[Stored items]
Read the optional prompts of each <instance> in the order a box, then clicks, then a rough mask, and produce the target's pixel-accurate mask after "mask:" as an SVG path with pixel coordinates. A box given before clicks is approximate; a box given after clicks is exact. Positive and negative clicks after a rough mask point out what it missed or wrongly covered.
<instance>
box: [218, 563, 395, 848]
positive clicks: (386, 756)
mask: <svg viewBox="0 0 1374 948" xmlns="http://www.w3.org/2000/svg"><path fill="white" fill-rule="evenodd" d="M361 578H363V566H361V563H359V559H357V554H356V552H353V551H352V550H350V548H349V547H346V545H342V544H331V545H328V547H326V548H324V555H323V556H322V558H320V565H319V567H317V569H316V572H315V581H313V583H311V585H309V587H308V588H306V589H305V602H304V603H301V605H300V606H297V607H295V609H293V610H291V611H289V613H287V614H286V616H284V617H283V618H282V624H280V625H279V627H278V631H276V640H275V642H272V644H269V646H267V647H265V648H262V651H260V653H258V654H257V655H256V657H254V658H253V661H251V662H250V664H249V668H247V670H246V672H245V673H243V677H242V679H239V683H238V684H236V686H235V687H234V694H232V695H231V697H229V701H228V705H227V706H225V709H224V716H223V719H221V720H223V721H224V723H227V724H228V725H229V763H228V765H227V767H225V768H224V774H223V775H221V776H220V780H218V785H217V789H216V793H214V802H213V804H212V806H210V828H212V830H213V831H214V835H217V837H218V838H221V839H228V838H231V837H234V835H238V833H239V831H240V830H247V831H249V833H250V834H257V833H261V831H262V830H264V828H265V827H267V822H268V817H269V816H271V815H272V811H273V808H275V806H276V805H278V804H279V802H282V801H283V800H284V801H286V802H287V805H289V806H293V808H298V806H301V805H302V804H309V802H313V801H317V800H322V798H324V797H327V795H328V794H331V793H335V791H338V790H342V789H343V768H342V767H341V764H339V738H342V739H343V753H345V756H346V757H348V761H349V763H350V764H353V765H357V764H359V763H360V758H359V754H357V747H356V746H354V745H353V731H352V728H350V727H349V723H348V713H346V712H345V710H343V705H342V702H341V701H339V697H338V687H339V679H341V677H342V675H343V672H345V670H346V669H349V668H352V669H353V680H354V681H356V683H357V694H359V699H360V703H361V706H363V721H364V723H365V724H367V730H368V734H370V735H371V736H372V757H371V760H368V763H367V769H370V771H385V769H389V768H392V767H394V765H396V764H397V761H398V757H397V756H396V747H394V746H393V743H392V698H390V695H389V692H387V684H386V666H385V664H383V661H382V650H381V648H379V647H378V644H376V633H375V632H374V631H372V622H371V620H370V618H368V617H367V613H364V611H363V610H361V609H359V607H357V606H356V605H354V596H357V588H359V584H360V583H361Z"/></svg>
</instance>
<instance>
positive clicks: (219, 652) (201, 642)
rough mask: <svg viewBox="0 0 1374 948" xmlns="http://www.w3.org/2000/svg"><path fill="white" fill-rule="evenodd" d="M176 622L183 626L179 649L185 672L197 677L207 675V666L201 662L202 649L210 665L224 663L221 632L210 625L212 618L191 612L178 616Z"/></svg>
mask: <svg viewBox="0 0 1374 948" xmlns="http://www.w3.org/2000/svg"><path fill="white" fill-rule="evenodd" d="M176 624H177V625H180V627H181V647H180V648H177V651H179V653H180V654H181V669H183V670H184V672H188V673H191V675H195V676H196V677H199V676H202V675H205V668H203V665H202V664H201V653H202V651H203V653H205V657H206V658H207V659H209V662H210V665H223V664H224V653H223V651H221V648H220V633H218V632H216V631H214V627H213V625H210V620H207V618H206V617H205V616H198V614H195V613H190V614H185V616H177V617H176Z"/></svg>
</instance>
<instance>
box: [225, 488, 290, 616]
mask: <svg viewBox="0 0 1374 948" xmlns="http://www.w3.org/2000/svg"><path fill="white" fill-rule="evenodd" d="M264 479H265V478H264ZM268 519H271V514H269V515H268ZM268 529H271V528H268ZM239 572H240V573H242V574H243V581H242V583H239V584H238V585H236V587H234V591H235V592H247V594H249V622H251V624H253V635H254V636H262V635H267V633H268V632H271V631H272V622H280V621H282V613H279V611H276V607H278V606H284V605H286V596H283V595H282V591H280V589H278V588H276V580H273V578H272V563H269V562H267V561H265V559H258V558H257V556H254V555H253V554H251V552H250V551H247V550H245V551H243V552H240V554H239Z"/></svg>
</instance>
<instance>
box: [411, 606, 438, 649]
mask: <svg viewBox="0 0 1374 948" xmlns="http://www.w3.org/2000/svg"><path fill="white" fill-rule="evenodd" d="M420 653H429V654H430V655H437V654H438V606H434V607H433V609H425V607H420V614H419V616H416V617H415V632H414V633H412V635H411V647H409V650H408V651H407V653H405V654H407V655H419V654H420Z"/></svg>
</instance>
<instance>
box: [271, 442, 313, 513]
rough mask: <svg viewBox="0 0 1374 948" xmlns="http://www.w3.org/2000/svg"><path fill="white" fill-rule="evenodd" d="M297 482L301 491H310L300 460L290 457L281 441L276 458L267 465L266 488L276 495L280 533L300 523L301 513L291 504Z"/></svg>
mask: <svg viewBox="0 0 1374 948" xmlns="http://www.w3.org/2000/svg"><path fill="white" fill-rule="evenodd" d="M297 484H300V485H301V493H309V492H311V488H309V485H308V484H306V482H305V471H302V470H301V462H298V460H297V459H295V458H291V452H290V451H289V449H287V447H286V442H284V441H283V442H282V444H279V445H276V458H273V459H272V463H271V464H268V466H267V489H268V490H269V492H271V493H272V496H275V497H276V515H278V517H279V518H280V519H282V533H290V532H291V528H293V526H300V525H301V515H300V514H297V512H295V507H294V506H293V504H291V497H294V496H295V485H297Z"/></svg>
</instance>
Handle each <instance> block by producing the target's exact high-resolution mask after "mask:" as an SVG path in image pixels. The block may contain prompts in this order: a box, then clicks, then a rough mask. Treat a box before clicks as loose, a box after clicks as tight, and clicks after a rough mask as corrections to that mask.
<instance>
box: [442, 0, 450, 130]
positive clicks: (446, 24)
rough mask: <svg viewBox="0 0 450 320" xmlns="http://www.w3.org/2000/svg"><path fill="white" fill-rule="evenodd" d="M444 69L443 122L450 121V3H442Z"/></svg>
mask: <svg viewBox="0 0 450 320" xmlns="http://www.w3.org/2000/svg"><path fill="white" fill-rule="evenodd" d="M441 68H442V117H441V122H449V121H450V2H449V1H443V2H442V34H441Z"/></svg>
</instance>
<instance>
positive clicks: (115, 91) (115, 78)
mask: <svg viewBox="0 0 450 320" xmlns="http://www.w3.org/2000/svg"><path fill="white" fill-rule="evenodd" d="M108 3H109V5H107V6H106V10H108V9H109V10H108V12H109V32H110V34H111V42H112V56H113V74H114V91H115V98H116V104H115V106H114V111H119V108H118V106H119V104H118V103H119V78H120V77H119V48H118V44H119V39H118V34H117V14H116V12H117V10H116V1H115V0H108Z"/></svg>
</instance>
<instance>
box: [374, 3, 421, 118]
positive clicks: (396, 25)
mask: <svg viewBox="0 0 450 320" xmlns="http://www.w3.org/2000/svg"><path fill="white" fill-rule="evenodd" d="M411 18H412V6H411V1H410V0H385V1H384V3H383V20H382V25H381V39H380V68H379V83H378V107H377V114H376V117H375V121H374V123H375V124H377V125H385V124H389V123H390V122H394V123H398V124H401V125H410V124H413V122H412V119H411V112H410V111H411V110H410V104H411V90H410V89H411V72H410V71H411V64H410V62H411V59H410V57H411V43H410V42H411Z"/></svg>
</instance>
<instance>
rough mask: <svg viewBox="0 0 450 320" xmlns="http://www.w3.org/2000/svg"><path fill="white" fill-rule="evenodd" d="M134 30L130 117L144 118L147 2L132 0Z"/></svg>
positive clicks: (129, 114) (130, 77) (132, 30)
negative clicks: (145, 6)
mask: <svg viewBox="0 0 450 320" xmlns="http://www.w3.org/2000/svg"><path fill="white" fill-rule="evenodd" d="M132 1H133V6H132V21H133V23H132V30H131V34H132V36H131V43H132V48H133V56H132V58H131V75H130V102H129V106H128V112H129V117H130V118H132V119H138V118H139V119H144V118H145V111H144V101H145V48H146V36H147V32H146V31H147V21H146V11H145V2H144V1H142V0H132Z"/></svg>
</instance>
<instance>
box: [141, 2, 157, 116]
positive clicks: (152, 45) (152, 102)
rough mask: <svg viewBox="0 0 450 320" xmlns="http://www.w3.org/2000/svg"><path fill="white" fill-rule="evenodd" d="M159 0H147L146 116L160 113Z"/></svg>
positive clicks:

● **Instructions to follow**: How many lines of the records contain the string "exact"? Treat uppercase and lowercase as different, and give only the number.

● **Written response**: 2